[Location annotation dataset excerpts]
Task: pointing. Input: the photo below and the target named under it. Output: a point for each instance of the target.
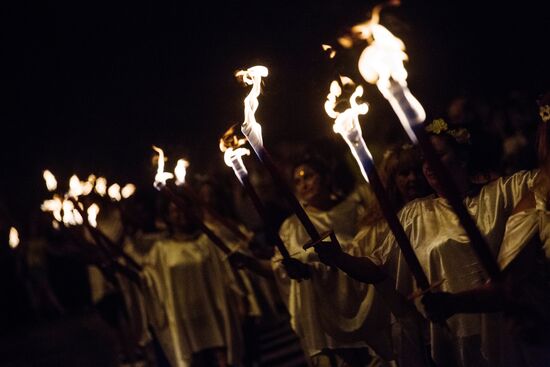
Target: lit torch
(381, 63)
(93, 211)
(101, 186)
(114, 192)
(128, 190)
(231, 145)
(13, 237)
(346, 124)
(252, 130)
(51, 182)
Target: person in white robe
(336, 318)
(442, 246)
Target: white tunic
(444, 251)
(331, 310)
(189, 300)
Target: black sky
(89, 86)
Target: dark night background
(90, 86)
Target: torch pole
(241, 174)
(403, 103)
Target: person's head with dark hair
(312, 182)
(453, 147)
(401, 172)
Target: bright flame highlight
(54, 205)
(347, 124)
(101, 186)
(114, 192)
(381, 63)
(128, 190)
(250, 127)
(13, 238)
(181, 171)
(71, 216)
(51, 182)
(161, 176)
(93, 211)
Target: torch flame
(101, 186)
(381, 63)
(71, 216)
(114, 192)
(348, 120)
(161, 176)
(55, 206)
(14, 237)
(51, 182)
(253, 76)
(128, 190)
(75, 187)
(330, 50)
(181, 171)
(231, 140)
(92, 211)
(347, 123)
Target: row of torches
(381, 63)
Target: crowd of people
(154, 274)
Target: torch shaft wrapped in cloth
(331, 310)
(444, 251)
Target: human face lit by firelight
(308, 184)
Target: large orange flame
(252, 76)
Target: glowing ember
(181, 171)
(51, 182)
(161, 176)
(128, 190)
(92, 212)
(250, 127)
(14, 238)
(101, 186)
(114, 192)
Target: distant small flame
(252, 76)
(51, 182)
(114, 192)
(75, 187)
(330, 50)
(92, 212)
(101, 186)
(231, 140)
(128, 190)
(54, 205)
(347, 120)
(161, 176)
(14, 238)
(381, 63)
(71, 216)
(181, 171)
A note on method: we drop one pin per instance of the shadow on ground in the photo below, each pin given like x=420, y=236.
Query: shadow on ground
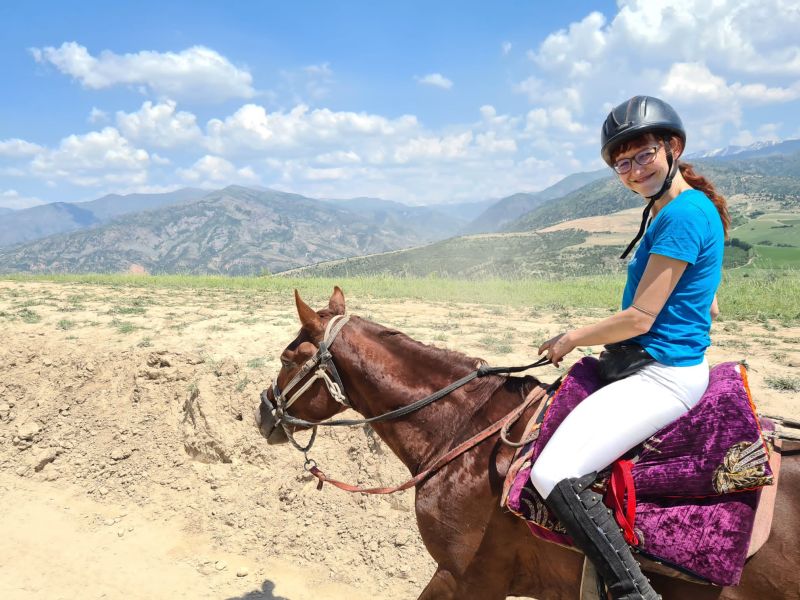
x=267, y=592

▶ The exercise: Write out again every line from the line with "Target: large orange flame" through the end of the lines, shifting each point coordinate up by 32. Keep all other lines unchanged, and leave out the pictures.

▶ Exercise response:
Target: large orange flame
(284, 108)
Target: glowing ember
(213, 203)
(83, 214)
(193, 208)
(160, 222)
(124, 244)
(282, 159)
(46, 270)
(133, 218)
(146, 224)
Target: distant small flame
(284, 108)
(83, 214)
(146, 224)
(107, 219)
(362, 82)
(124, 244)
(133, 218)
(263, 172)
(160, 222)
(86, 237)
(379, 152)
(193, 208)
(46, 270)
(413, 95)
(103, 248)
(213, 203)
A note on method: we drop one pin per instance of the shadow on ground in the photo below, each pin given like x=420, y=236.
Query: shadow on ground
x=299, y=624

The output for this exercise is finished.